## GIVEN INSTRUCTION
Please copy out every one of the entries below word for word, changing nothing.

## RECORDS SHOWN

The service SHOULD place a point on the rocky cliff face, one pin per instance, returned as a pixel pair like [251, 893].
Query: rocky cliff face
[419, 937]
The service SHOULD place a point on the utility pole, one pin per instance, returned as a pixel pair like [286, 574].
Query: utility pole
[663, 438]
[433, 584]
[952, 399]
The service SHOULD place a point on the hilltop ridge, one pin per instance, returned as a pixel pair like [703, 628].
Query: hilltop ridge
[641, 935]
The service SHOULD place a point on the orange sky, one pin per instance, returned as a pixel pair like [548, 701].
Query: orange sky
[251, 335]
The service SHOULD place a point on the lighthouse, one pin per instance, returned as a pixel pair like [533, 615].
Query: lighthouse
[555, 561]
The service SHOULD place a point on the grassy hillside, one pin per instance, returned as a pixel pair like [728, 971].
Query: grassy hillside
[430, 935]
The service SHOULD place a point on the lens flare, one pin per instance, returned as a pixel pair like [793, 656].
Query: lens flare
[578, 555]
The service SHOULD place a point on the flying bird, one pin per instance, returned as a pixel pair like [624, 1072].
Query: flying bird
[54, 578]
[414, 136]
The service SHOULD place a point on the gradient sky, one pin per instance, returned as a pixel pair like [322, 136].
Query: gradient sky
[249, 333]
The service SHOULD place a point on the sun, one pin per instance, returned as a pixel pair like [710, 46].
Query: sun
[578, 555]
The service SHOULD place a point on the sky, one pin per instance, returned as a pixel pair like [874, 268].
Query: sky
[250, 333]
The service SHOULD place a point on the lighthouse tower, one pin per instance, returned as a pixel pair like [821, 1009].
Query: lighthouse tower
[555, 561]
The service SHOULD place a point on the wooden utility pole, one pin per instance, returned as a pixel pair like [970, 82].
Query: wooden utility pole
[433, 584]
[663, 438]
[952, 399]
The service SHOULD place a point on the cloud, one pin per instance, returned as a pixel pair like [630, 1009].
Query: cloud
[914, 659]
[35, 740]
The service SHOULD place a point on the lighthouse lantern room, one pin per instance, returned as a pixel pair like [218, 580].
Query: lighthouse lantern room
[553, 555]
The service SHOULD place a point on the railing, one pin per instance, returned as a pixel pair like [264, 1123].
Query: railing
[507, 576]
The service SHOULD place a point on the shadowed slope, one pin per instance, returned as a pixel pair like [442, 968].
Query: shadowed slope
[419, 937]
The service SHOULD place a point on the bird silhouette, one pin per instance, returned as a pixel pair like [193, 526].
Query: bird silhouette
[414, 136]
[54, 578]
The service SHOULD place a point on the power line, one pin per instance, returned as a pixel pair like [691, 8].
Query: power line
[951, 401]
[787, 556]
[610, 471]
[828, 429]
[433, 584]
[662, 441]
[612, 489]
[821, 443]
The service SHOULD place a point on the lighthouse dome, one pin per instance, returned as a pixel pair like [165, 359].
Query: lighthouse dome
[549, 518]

## EXERCISE RESULT
The service SHOULD place a point on the rocky cliff face, one pin per instance, returned as a pixel pair like [251, 893].
Query: rocky cliff face
[419, 937]
The service SHOULD place a point on the utility pole, one pin per instance, returned as a pixel pair like [286, 574].
Query: utility pole
[663, 438]
[433, 584]
[952, 399]
The service SHOULD place a point on the hilltop ridge, one pin per instance, returned as a pixel pair like [703, 628].
Query: hilltop ridge
[641, 935]
The service SHOULD place a point on the orange sky, one pin per instance, returned as a pixel pair like [548, 701].
Query: orange sky
[251, 335]
The service SHOULD place a point on the lighthouse, one pin per instance, returned as a pixel pair like [533, 615].
Query: lighthouse
[555, 561]
The service SHOULD place a point on the grassy hillside, one pin per instance, returned as a pixel pair like [728, 971].
Query: grassy hillside
[430, 935]
The service SHOULD place a point on the lens flare, one pin per instance, returned as a pixel pair like [793, 656].
Query: lens flare
[578, 555]
The service SHOULD place a point on the flying bird, one pin per instance, returned as a pixel pair like [624, 1072].
Query: flying bird
[54, 578]
[414, 136]
The service SHOULD place a point on the gradient sky, one pin per instance, returned as a pixel pair like [322, 136].
Query: gradient sky
[249, 333]
The service SHOULD place a point on the sun, one pin per instance, returned as a pixel pair like [710, 46].
Query: sun
[578, 555]
The service SHOULD place a point on the sky, one pin per instance, returned as a pixel pair like [874, 268].
Query: sky
[250, 333]
The service SHOULD place a point on the lighthouse tower, one pin per instance, returned as a pixel pair like [821, 1009].
Query: lighthouse tower
[555, 561]
The service SHOULD place a point on the wooden utility pole, one pin per instance, returned as a pixel pair like [970, 82].
Query: wooden utility pole
[433, 584]
[663, 438]
[952, 399]
The service SHOULD place a point on the cloud, one pin per instance, returned as a pixel pair like [630, 1009].
Query: cloud
[914, 659]
[35, 740]
The service SHOULD place a point on the lighthouse lantern room, one pin per instance, returned as a pixel pair like [218, 580].
Query: lighthouse lantern room
[553, 555]
The service SHOULD place a point on the railing, one pin per instance, returned as a pixel pair like [264, 1123].
Query: railing
[507, 576]
The service SHOULD place a point on the shadowed slope, one pin per instance, returned as a pixel pair like [442, 968].
Query: shadowed slope
[419, 937]
The service SHOULD place a point on the bird silhouette, one pin per instance, returned as a pixel pair like [193, 526].
Query: bird silhouette
[414, 136]
[54, 578]
The service SHOULD place a point on the power line, one pin per instance, returned as a pixel pair like [691, 8].
Query: power line
[951, 401]
[787, 556]
[610, 471]
[828, 429]
[433, 584]
[662, 441]
[612, 489]
[821, 443]
The service SHOULD place a point on the lighthouse dome, one pin per instance, returned as a pixel pair like [165, 359].
Query: lighthouse dome
[549, 518]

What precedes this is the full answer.